### Text extract:
You may think I’m not focusing in enough with my history so far, perhaps I’m not focusing enough on small nations at all. And my remit is that I’m going to cover everything. Maybe that’s true, so here’s a post on some of the smaller lands in Jordan during this time. They were rivals and forerunners of the historic Kingdoms Of Israel and Judah, and as the Egyptian influence receded from the area, they became more powerful, but not so powerful enough that I think it’s worth doing a separate entry for them. I haven’t put a date, but they lasted from about the 13th century BC to all the way down to 332 BC, at least, by that point, when Alexander conquered the nearby areas and someone actually took notice of this part of the world again, it wasn’t really Moab or Edom that they’d find here.
Let’s do this one at a time.
Supposedly named after the biblical Esau, who the Hebrews believed the Edomites to be descended from, Edom does mean ‘red’ in the Hebrew language. It’s not really known what they called themselves. They left their name, a form of it, Idumea, on the region they were in and had a land stretching from the Dead Sea down to their port on the Red Sea, where modern Israel stretches down to do the same. They were possibly nomadic raiders who raided richer kingdoms nearby, like Egypt and Judah, for money and wealth. They were originally pagan and worshipped their own gods but were later, much later, long after Edom ceased to exist as a state converted to Judaism so most of their religion hasn’t survived. They thrived on trade through the region and it was necessary because of the harshness of their land meant that farming was not good to them. I remain being surprised that people like this ever survived their conditions, as I am today, but we’re quite tenacious sometimes.

### Supplied material:

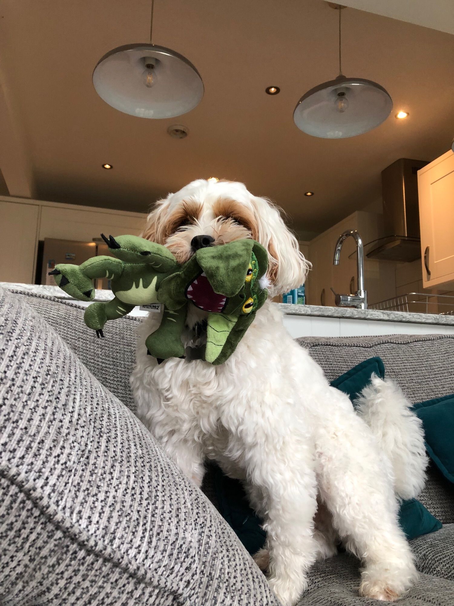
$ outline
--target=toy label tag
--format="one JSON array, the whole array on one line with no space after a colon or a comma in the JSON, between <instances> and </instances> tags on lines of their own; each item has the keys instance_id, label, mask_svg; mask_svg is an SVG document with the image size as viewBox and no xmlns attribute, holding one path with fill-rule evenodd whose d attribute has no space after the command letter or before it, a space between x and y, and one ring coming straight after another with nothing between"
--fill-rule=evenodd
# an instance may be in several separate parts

### Set tasks:
**A.** Answer these questions about the post on the smaller lands in Jordan:
(i) Down to roughly what year did these lands last?
(ii) What does the name Edom mean in Hebrew?
(iii) Why did the Edomites need trade?
**B.** Write out every line of the records above, the ones that follow the post on the smaller lands in Jordan, character for character, but leave the pictures out.

### Answers below:
**A.**
(i) 332 BC, at least.
(ii) Red.
(iii) Their land was so harsh that farming did not serve them well.

**B.**
$ outline
--target=toy label tag
--format="one JSON array, the whole array on one line with no space after a colon or a comma in the JSON, between <instances> and </instances> tags on lines of their own; each item has the keys instance_id, label, mask_svg; mask_svg is an SVG document with the image size as viewBox and no xmlns attribute, holding one path with fill-rule evenodd whose d attribute has no space after the command letter or before it, a space between x and y, and one ring coming straight after another with nothing between"
--fill-rule=evenodd
# an instance may be in several separate parts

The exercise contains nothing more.